* Set problem A *
In the first block of entries, put everything from the line containing "An instance of the tan" down to the line containing "Target: tan skin" into a Markdown table with columns named Row and Line, skipping blank lines.
* Set problem B *
Write what comes next in the passage on instructional planning and learning objectives, starting after its final sentence.

* Page *
Therefore, instructional planning nowadays is based on cognitive psychology, and at the core of it is teacher thinking and teacher knowledge, which are the way you think and what you know respectively. These two different factors are interdependent because the way teachers think depends on what they know. In this type of planning model, the most fundamental question you must ask is “what is important for students to learn?”

B. Your Topic: Curriculum and Syllabus
The lesson topics you will teach is typically already determined by the school curriculum, which is a set of standardized learning goals across grades. A curriculum is the guideline of the course/program, covering the knowledge, skill, behavior, and performance that will be taught to and expected of students. In essence, a curriculum is what an educational institution offers to students. It is well-planned by the government and educational institutions for a long duration. Teachers do not make the curriculum, but adhere to its objectives.
A curriculum contains all factors involved in an educational program, and one of it is called a syllabus, which covers the portion of what topics should be taught in a subject or content area. Subject syllabus is a unit of the curriculum containing 7 primary segments: instructor data, general class data, course targets, course arrangements, grading and assessment, learning assets, and the course calendar. The table below details the differences between curriculum and syllabus.

C. Your Learning Objective: Taxonomy and Task Analysis 
Teachers are not directly or solely responsible to create a school curriculum and syllabus, but you will be responsible to determine the goals of your classes. Specifying learning objectives is commonly difficult because schools generally have a broad spectrum of goals and individual teachers prioritize different things. For example, imagine this scenario of three physical exercise teachers discussing their goals:
A wants the students to develop their muscle strength and flexibility so no matter what kind of other exercises they do, they’ll have a good foundation. 
B prefers students to know many different kinds of exercises so they will be able to differentiate aerobic and anerobic exercises. 
Meanwhile C is concerned about when the students will inevitably leave school and wants students to be motivated to continue exercising for life so they will not end up as couch potatoes. 
All three of these objectives are equally important, but attempting to reach all of them for one class is nigh impossible so teachers must select on a specific learning objective. One topic could have dozens of goals, so make it easier to select them, teachers can use two conceptual tools: taxonomy and task analysis.

1. Taxonomy
This tool divides the broad selection of objectives into 3 domains:
a. Cognitive Domain 
This domain consists of objectives concerned with obtaining knowledge, understanding, and skill, such as teacher B’s goal. Researchers have developed Bloom’s taxonomy to classify the different student outcomes that are in the cognitive domain
Knowledge Students can recognize, define, recall specific information
Comprehension Students understand content by being able to summarize, translate, or give examples
Application Students can solve problems and properly convey the information
Analysis Students can break down the topic to reveal in organization and structure
Synthesis Students can create a unique (for them) product/output using the information
Evaluation Students can judge the value or worth of something by comparing it to predetermined criteria
b. Affective Domain 
Objectives of this domain is aware that school doesn’t exist simply to make students smarter as teacher C said. Schools also aim to internalize students with healthy views, moral values, and good manners
Receiving Students are willing to listen passively to the message/advice
Responding Students act on the message by responding, discussing, or obeying
Valuing Students show preference by voluntarily displaying/sharing the message
Organization Students incorporate the value to their outlook and everyday habit
Characterization Students act consistently with their beliefs

c. Psychomotor Domain 
This domain involves the development of coordination and physical skills (Harrow, 1972), which is the goal of teacher A. The physical activities aren’t limited to physical education, but can also include typing, music, home economics, arts and crafts.

* Working data *
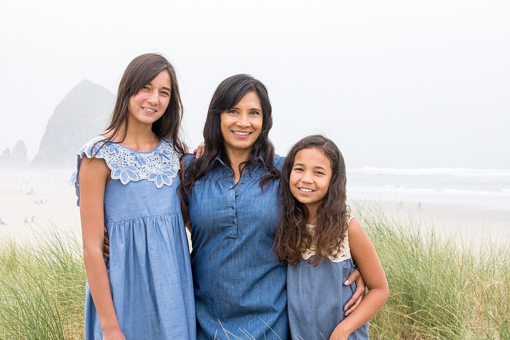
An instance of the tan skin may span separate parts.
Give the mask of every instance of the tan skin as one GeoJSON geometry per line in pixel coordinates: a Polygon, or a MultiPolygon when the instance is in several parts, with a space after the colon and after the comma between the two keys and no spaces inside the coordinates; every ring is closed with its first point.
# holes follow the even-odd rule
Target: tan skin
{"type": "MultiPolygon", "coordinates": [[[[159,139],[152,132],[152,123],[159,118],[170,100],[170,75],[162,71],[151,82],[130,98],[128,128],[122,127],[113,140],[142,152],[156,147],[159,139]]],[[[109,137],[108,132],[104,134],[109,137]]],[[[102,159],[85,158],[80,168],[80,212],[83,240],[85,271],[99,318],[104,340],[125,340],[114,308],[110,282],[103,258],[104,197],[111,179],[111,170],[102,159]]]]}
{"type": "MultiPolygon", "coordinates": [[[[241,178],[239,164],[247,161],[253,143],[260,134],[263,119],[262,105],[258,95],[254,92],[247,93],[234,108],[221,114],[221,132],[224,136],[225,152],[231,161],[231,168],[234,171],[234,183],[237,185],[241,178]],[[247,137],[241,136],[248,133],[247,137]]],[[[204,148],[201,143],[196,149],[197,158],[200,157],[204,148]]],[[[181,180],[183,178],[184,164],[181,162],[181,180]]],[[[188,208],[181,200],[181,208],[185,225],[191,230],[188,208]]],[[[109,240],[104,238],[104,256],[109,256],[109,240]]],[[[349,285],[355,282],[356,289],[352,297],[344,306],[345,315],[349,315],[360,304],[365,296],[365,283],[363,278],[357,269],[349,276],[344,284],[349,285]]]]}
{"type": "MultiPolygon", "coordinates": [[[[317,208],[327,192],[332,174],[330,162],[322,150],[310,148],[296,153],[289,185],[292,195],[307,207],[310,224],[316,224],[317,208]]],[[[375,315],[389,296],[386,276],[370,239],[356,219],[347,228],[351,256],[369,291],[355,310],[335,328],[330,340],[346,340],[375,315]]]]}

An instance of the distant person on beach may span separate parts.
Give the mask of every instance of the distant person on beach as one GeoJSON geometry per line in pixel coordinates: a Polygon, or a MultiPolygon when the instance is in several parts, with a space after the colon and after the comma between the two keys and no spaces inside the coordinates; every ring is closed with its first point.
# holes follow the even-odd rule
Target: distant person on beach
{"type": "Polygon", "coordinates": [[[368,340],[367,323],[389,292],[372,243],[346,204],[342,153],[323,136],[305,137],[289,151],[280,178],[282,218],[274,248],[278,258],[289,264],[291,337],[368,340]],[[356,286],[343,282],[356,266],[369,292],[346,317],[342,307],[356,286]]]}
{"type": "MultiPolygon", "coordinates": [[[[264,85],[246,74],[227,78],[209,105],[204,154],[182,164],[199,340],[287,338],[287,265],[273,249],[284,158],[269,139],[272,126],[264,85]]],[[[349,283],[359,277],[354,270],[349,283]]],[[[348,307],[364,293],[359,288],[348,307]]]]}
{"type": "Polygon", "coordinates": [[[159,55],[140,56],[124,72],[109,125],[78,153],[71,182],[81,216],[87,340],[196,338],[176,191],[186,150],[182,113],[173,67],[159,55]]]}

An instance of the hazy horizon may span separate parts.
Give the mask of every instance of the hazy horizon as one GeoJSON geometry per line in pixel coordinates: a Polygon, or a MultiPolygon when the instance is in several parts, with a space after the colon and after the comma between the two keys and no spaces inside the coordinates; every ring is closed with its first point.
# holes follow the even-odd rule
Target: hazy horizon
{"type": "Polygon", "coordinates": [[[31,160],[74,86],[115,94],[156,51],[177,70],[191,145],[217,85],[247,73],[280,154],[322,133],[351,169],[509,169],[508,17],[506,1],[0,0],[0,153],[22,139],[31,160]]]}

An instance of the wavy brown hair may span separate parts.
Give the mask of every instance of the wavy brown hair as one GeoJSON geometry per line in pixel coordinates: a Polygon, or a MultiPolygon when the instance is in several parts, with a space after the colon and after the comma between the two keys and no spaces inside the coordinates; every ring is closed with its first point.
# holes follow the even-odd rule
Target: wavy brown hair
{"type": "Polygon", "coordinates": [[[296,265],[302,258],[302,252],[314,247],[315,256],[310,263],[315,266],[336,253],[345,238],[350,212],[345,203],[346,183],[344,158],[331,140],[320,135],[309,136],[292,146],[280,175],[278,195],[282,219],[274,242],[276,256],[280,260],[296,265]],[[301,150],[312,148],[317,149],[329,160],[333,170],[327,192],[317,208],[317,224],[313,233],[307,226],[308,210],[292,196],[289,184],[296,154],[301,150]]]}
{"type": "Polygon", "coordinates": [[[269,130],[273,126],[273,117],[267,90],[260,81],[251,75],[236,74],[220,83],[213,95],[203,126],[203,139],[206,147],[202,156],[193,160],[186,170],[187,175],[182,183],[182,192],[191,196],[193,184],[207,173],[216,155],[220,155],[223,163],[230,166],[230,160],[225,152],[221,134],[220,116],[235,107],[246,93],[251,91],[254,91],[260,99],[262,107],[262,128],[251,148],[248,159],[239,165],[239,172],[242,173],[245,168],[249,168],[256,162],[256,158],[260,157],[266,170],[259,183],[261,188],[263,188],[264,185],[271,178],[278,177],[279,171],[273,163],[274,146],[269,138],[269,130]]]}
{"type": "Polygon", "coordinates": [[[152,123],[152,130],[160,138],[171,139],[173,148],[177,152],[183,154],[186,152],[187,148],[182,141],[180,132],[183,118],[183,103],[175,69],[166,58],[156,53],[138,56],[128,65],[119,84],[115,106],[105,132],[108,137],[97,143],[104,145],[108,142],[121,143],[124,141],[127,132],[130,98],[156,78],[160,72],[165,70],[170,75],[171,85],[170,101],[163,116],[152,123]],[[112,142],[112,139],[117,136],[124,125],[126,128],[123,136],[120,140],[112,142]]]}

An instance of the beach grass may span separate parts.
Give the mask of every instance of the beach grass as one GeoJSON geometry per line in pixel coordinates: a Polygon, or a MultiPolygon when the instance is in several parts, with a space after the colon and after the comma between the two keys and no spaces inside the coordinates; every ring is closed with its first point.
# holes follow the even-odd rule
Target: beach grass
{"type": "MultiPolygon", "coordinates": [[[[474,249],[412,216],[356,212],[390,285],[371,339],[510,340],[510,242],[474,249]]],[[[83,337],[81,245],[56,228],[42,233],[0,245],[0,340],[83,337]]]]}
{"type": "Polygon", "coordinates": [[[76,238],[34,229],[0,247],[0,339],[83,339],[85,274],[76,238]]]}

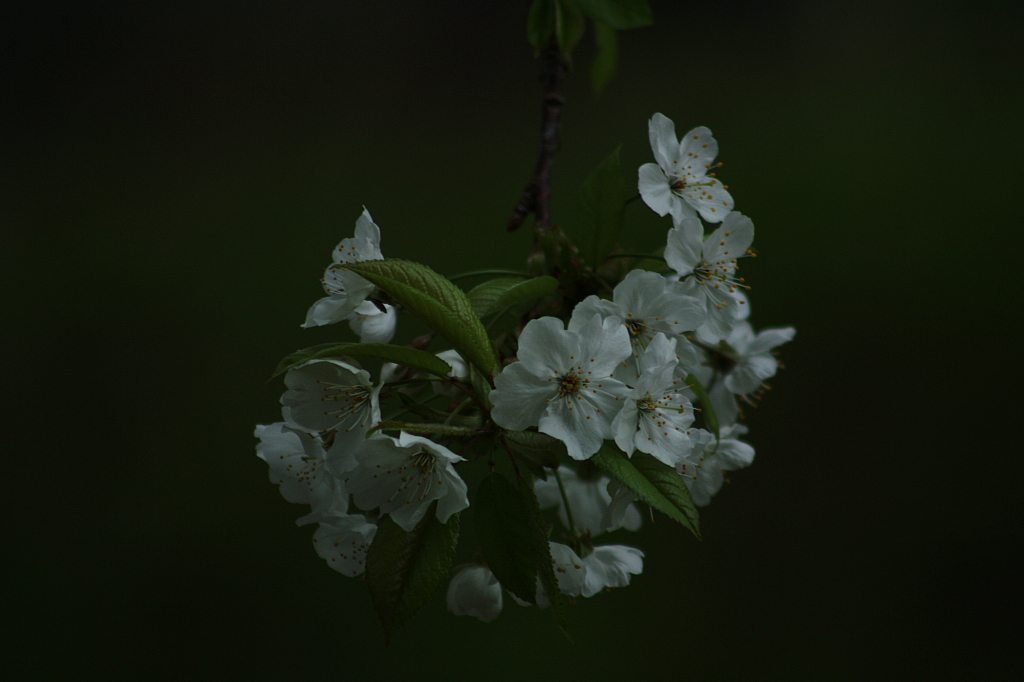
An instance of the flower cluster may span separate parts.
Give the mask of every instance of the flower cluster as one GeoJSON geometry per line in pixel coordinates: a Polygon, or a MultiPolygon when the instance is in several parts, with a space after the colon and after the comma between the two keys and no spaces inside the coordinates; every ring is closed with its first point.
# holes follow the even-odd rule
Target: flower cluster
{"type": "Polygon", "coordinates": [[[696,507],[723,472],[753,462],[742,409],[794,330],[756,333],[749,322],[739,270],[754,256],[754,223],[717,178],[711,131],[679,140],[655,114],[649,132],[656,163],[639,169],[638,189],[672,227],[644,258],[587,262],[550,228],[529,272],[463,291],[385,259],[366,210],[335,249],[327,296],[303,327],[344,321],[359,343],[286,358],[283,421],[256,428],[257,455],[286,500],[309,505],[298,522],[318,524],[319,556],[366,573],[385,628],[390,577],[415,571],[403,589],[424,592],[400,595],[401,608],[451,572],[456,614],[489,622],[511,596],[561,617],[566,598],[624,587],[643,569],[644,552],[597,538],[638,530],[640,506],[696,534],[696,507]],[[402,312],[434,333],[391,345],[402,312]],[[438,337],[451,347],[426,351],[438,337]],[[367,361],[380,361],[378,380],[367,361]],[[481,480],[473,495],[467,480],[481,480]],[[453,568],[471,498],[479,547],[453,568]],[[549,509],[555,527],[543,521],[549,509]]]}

* * *

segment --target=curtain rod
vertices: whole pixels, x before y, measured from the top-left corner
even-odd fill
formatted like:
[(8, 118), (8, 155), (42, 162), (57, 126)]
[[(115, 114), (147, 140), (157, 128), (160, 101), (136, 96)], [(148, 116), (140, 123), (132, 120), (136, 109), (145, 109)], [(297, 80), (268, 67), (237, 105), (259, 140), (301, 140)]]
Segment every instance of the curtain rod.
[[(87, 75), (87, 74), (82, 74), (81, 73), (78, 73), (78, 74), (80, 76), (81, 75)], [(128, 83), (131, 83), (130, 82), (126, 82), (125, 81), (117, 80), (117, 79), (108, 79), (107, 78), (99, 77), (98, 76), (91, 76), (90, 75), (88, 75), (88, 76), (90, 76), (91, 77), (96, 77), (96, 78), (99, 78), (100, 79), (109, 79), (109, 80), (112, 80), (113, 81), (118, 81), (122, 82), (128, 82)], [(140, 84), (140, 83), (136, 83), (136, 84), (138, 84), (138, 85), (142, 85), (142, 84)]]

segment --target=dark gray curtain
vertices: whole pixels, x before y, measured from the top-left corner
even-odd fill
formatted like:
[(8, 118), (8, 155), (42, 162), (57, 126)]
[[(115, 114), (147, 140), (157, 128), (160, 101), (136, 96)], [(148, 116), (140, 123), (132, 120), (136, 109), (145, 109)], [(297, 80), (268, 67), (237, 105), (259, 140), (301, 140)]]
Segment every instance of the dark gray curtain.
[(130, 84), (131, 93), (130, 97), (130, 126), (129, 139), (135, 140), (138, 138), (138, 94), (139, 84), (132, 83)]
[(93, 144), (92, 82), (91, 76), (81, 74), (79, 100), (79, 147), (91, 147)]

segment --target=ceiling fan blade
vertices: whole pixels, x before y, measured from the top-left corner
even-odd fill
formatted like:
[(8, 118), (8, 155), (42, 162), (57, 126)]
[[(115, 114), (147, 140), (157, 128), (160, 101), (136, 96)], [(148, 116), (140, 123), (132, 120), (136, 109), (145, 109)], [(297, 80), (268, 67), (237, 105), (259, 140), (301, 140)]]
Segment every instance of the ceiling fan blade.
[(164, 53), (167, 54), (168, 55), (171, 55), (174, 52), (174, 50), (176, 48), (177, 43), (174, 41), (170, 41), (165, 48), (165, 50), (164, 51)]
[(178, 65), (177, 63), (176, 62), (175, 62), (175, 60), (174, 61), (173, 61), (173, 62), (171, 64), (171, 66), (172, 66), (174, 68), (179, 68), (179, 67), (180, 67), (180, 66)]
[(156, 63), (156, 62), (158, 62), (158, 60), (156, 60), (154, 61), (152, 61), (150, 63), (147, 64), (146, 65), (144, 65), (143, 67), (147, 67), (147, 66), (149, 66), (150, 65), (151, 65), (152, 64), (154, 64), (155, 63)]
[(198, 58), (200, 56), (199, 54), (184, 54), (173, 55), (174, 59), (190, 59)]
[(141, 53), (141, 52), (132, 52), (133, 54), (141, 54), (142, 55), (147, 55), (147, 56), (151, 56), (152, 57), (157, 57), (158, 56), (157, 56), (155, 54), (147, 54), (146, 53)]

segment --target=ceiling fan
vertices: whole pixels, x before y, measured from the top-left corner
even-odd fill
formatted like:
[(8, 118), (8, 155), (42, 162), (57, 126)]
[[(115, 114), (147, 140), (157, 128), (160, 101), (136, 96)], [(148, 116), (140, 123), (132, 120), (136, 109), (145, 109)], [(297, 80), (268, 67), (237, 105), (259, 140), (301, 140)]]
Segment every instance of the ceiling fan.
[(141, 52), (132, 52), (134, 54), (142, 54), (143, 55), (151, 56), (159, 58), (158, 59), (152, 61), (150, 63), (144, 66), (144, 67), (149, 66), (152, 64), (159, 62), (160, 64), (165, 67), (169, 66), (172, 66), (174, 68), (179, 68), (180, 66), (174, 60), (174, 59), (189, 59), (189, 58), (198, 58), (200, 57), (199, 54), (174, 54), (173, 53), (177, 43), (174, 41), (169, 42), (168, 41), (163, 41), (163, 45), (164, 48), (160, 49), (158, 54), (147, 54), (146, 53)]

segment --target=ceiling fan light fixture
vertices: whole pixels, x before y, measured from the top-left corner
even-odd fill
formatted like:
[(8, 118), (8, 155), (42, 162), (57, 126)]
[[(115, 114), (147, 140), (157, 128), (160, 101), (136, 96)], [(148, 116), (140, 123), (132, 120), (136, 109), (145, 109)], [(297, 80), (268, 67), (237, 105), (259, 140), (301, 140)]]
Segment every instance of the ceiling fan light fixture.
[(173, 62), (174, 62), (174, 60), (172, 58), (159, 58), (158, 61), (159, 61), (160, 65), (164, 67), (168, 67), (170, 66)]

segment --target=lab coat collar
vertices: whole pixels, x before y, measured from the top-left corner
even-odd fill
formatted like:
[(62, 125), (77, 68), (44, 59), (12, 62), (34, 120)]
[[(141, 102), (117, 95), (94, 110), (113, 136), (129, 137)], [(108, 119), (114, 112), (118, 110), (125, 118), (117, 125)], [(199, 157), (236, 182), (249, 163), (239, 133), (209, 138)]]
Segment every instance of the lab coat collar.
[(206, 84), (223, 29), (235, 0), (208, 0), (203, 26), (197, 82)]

* Exercise result A *
| Row | Line |
|---|---|
| 1 | An instance of the tan skin may span separate parts. |
| 2 | Give the mask of every instance of the tan skin as one GeoJSON geometry per line in pixel coordinates: a Polygon, or a MultiPolygon when the instance is in several parts, with a space after the colon and after the comma between the two keys and no spaces inside the coordinates; every ring is closed with its first point. |
| 3 | # holes follow the even-odd rule |
| 4 | Target: tan skin |

* Exercise result B *
Reflex movements Unconscious behavior
Basic fundamental movements Early age behavior (e.g., grasping, walking)
Perceptual abilities Muscular movement coordination with outside world
Physical capabilities Strength, endurance, flexibility, agility
Skilled movements Complex movements (e.g., skipping rope, shooting basketball)
Nondiscursive communication Using bodies to express feelings or ideas

D. Your Learning Activities: Lesson Plan

The last item on the table above is perhaps the most difficult to control. Allocated time is the amount of time teachers assign to different learning activities. Depending on which activity you’d prioritize, the time allocated to specific activities can vary. To understand how you can maximize your classroom time, you must understand its 3 dimensions:

Lesson plans focus your efforts on a specific day and class, so it is commonly personalized for each teacher. It needs to be specific enough to give you structure and a solid idea on how you will proceed with your class, but also general enough to give you room to be flexible and adapt to unexpected circumstances (e.g., interruption by other teachers, unruly students, malfunctioning technology facility, students taking too long to finish their assignment).

There are some types of assignments you can choose for the class activity:
Whole-class; you lecture the class as a whole and have them all participate in discussion.
Small groups; you have students to work on assignments in groups.
Workshops; you get students to perform various tasks simultaneously.
Independent work; you ask students to complete their assignments individually.
Peer learning; you ask them to work together and learn from one another.
Contractual work; both you and your students come to an agreement of what kind of assignments students should do and what their deadline will be. 

When you choose the type of assignment, you must choose the type that would provide the most benefit for the students based on your assessment measures (Biggs, 2011). Try to ask:
What level of learning are my students at now?
What level of learning do my students need to get to?
What’s the amount of time I want them to use to complete the assignment?
How much time and effort to grade and give feedback?
What’s the purpose of the assignment?
How does the assignment fit with the rest of the lesson plan? Does its content knowledge or does it require application in a new context? 
Does the lesson plan fit a particular framework?

E. Your Evaluation: Assessment

You should be intimately familiar with this portion. As students, you have to participate in quizzes, do your exercises, and submit your home assignments. Now, as teachers, you are the one who will prepare and create them. Though in recent years, you may even ask your students to create their own questions and answer them on their own so the students can provoke their own knowledge.

This is called instructional alignment, which is the matching of learning objectives, activities, and assessment (Anderson & Krathwohl, 2001). You can’t aim for students to be able to create an essay when your learning activities focus on isolated grammar skills. Without this alignment, it will be difficult for you and your students to understand what is being learned (Bransford et al., 2000).
How do you make your teaching elements align?
Step 1 : Develop learning objectives
Step 2 : Identify how you would assess if students reached the learning objectives
Step 3 : Design the way you would teach the material so students can reach the learning objective.